OBJECTIVE:
Turn the lines of every item below into a numbered list, skipping any blank lines. Leave the pictures out of your answer.

Shape boundary entries
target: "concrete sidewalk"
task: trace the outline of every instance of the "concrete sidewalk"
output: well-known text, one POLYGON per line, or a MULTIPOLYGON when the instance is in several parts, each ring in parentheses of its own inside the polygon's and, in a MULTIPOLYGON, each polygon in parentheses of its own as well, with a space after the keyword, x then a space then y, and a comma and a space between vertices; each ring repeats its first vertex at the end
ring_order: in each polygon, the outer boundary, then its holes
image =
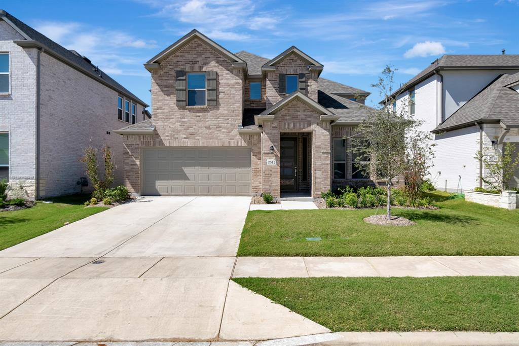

SOLUTION:
1. target: "concrete sidewalk"
2. task: trace the outline of every instance of the "concrete sidewalk"
3. output: well-known text, one POLYGON per line, or a MULTIPOLYGON when the instance is in several parts, each ring in parentheses of its own inside the polygon's and, in a MULTIPOLYGON, each polygon in parentheses of its own as well, with a space after the keyword, x then a space then y, and a comma and a space between vertices; each ring repeats its first vertex at the end
4. ring_order: in each polygon, the outer boundary, then its holes
5. image =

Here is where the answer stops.